Work item >> Write out every entry exactly; the pictures do not belong in the copy.

Records for the task >>
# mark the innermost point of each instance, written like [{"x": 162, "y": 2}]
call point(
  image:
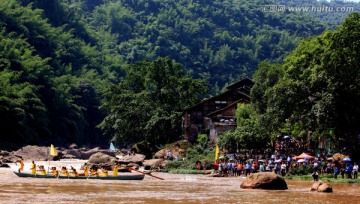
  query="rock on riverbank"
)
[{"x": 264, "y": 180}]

Result of this task >>
# mark the innermost point of each instance, written like [{"x": 162, "y": 2}]
call point(
  image:
  query="rock on riverbank"
)
[{"x": 264, "y": 180}]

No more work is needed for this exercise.